» Consigne écrite A: Citez le passage sur les sciences exactes entre « Aujourd’hui que les » et « et l’utilité publique. », bornes comprises.
» Consigne écrite B: Imprimez telles quelles toutes les lignes des rangées, en laissant les images de côté.

» Passage choisi:
╔══

Aujourd’hui que les sciences exactes se sont, en quelque sorte, popularisées ; aujourd’hui que ceux qui les cultivent sont en assez grand nombre, et ne se mêlent plus, en aucune sorte, de prédire l’avenir, les princes ne se soucient guère de les retenir près d’eux, et de les traîner à leur suite ; en quoi il n’y a peut-être pas un très-grand malheur, ni pour les uns ni pour les autres. Il n’y a donc plus de mathématiciens, du moins dans le sens qu’on attachait à ce mot il y a deux siècles ; mais, il y a toujours des géomètres ; c’est-à-dire, des hommes qui cultivent librement les sciences exactes, pour leur propre gloire et l’utilité publique.

╚══

» Données fournies:
╔══

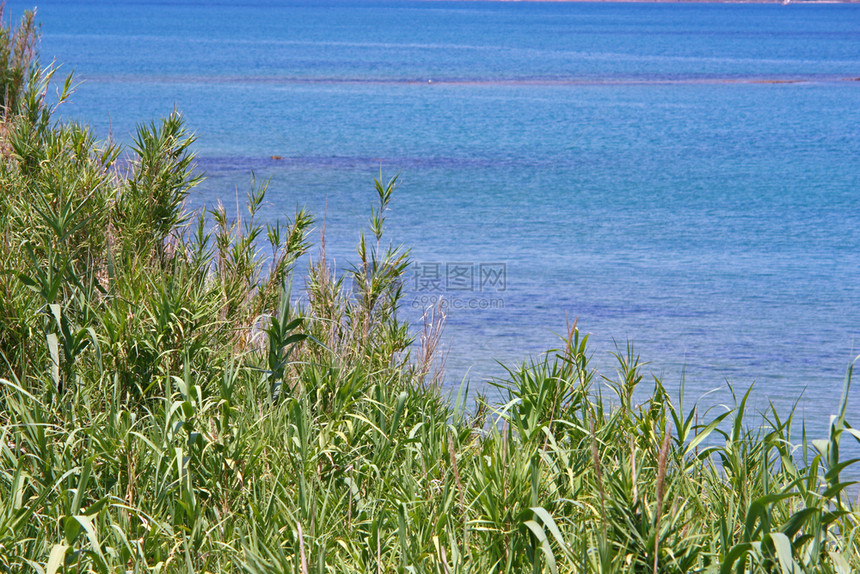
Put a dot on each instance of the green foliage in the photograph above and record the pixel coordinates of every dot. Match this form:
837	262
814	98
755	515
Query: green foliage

╚══

» Réponse attendue A:
Aujourd’hui que les sciences exactes se sont, en quelque sorte, popularisées ; aujourd’hui que ceux qui les cultivent sont en assez grand nombre, et ne se mêlent plus, en aucune sorte, de prédire l’avenir, les princes ne se soucient guère de les retenir près d’eux, et de les traîner à leur suite ; en quoi il n’y a peut-être pas un très-grand malheur, ni pour les uns ni pour les autres. Il n’y a donc plus de mathématiciens, du moins dans le sens qu’on attachait à ce mot il y a deux siècles ; mais, il y a toujours des géomètres ; c’est-à-dire, des hommes qui cultivent librement les sciences exactes, pour leur propre gloire et l’utilité publique.

» Réponse attendue B:
Put a dot on each instance of the green foliage in the photograph above and record the pixel coordinates of every dot. Match this form:
837	262
814	98
755	515
Query: green foliage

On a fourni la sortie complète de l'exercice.